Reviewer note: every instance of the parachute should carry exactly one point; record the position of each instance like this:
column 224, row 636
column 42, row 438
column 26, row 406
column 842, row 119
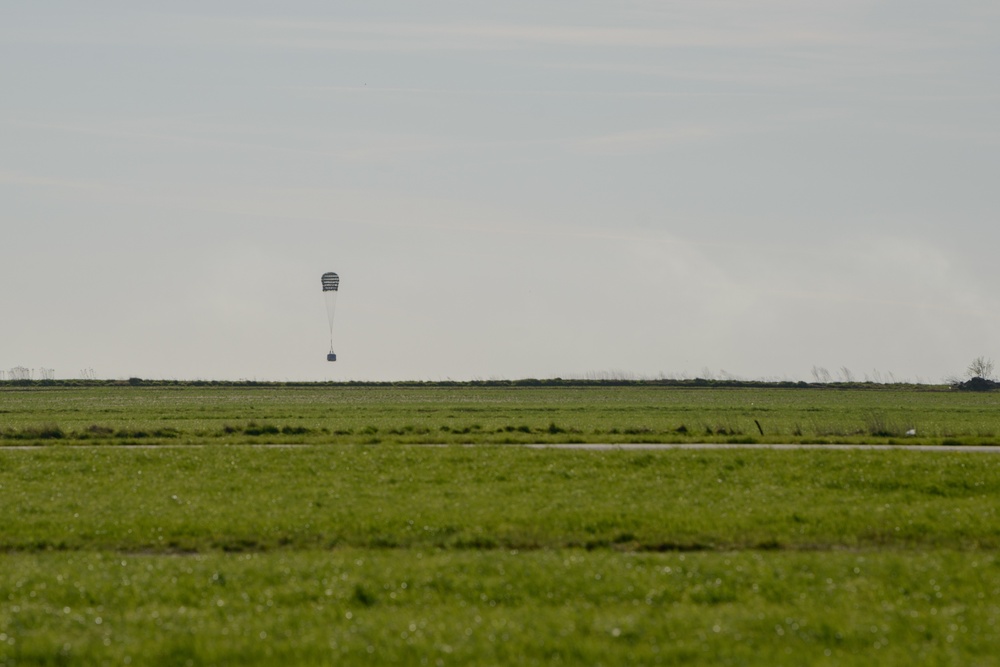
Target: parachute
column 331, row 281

__________________________________________________

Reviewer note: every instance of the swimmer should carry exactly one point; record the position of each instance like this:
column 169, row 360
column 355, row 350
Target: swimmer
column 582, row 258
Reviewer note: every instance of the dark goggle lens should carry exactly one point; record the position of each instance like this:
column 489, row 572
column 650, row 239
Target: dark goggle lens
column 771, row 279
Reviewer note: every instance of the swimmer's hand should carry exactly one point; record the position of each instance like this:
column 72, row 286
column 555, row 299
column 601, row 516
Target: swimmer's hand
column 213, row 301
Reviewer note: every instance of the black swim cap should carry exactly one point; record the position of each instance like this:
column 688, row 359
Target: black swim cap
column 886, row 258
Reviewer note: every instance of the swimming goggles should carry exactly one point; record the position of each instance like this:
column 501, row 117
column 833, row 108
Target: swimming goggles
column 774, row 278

__________________________________________________

TASK STATEMENT:
Reproduce only the part of the items that opens with the line containing "Reviewer note: every instance of the dark" and closes with the line containing "column 774, row 278", and swap every "instance" in it for "occurrence" while leaving everything else unchanged.

FINAL ANSWER:
Reviewer note: every occurrence of the dark goggle lens should carry exactly one point; record the position of each occurrence like this:
column 489, row 572
column 650, row 239
Target: dark goggle lens
column 771, row 279
Reviewer note: every occurrence of the swimmer's hand should carry exactly one point; record the position of each occurrence like this:
column 72, row 286
column 555, row 299
column 601, row 516
Target: swimmer's hand
column 213, row 301
Reviewer note: every occurrence of the black swim cap should carry exactly one point; record the position of each occurrence like this:
column 688, row 359
Target: black swim cap
column 886, row 258
Reviewer note: every occurrence of the swimming goggles should carry exactly one point; record the position of each occurrence like this:
column 501, row 117
column 833, row 108
Target: swimming goggles
column 774, row 278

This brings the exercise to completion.